(Beginning of Excerpted text)

Monolithic encode only properties at a single scale, while hierarchical consist
of describing the shape at multiple discrete scales. Different methods for shape
similarity and recognition have been developed. For example, Sinha
and Giardina (1990) used morphological function to decompose a given shape
into primitive parts. The properties and relationships among these primitives
were used to describe different objects. Another technique, the potential-based
approach developed by Chuang (1996), identifies the
best match from a selected group of shape templates by measuring the repulsive
force and torque when the template and sample are put to interact through a
potential field. Kupeev and Wolfson (1996) used a weighted
graph to represents the structure and the quantitative elements of a contour
for estimation of shape similarity. Tsang and Tsang (2006)
presented a neighborhood vector representation as shape parameter for binary
images. This method is based on the pixel neighborhood relation. The results
show that the shape parameter can be used as a general method of feature extraction
for problems in image processing and pattern recognition.
Variety of classification techniques uses page segmentation for pattern recognition.
Many of the existing page segmentation algorithms have region classification
modules embedded in the systems. Various ways to segment and classify regions
have been proposed ranging from purely top-down approaches that recursively
split a page into smaller components, to purely bottom-up approaches that attempt
to cluster individually connected components into larger and larger entities.
Top-down approaches usually segment the page into homogenous, extracting features
and then classify them into appropriate categories. A number of different features
have been proposed for region classification. Some of these include the area
of the connected component of a block, number of black pixels in the region,
the mean horizontal black run length, component width height ratio, component
density, mean length of black intervals to the mean length of white intervals,
number of black intervals over a certain length, feature-based interaction map
(Chetverikov et al., 1996), texture discrimination
masks (Pappas et al., 2001), periodicity measures,
the measures of visual attention, i.e., legibility, complexity, attractiveness,
etc (Ryu et al., 2000). Bottom-up approaches
usually classify each image pixel first and then group the pixels into regions,
such as multi-scale texture segmentation (Wu et al.,
1999), texture discrimination masks (Jain and Zhong,
1995), mask based local textural characteristics extraction (Williams
and Alder, 1996). Some approaches are based on geometric relations that
group the pixels according to various patterns and then use simple statistical
features to classify them (Mitchell and Yan, 2001).
Moreover, Non-text regions were examined using neural network based region
identification algorithm as key component of a document recognition system implementing
segmentation. They were classified into text, graphic, photo and other region
types (Andersen and Zhang, 2003), Low quality images
of newspaper documents obtained from microfilmed archives and the results compare
favorably with other results reported elsewhere.
The invading era of computer systems onto this area of application had played
great role in the occurring achievements. With computer implementation, two
media emerged in information handling; either a print out on paper sheet or
a file saved on storage medium (commonly termed as hard or soft copy modes).

(End of Excerpted text)

**Assigned task 1:**
Sum up the passage on shape recognition and page segmentation in two sentences.
**Assigned task 2:**
Pick up the passage on shape recognition and page segmentation after its last sentence and keep writing it.

(Beginning of Data listing)

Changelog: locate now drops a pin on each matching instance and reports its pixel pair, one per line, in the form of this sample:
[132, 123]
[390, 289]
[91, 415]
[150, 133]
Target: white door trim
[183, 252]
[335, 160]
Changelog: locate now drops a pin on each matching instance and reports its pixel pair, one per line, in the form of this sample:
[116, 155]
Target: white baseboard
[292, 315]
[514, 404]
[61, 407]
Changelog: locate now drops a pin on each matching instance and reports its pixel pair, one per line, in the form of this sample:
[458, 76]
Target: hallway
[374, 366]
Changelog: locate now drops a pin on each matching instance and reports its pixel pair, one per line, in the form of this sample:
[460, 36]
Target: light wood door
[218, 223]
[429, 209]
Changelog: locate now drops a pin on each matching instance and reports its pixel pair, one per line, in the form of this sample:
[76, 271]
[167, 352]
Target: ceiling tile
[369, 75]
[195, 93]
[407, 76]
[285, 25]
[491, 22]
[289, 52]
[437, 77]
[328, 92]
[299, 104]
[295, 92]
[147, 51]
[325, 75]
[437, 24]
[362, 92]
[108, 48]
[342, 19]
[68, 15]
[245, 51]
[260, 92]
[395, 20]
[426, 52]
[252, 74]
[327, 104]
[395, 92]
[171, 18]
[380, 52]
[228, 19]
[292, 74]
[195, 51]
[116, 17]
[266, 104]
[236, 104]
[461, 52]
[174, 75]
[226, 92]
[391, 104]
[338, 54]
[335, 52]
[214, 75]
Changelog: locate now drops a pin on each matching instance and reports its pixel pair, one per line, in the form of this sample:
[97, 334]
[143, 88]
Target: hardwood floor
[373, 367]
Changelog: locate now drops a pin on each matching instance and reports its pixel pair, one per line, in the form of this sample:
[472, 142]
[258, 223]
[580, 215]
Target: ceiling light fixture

(End of Data listing)

**Response box 1:**
The passage surveys methods for describing and matching shapes, such as breaking a shape into primitive parts, potential-based template matching, weighted graphs of a contour, and a neighborhood vector representation for binary images. It then reviews page segmentation for classifying regions, contrasting top-down approaches that split a page into smaller parts and classify them by features with bottom-up approaches that classify each pixel first and then group pixels into regions.

**Response box 2:**
Computers with their broad analogous systems of digital instruments are nowadays
regarded as the main data developing tools. In accordance to the nature of these
systems, information generation can be utilized in two different processes;
writing (i.e., typing) and printing (which in turn distinguishes between the
soft and hard copy modes). Along with these digital systems, wide range of word
processors have been developed by Besser (1996). The
ever growing memory sizes support heavily these word processors to demonstrate
the documents with net and plain character generators. The outcome of the devoted
care on these missions exceeds the informative boundaries and stimulates the
artistic attentions in writing to appear as drawing and painting resultants
(DeSoi et al., 1990). Any information repository
these days, despite of its sort whether a magazine newspaper, book, or the like
can be simply specified by the artistic appearance of the cover page or the
text features themselves. Correspondingly, for the sake of standardization,
calls for papers or articles by various institutes or publishers insist on following
up publisher regulations or template in order to be considered for acceptance.
Hence, these regulations could indirectly be considered as identifiers for the
publisher or document generation source.
Based on the last deduction, the present study has adopted an automatic detection system designed to extract the writing specifications of any printed document. The increasing number of information producers with their distinct specifications of writing made the identification activity to invoke a data base utilization in order to integrate the process of identification. By this database the extracted specification can be associated with that of the producer of the information and supports a decision-making activity.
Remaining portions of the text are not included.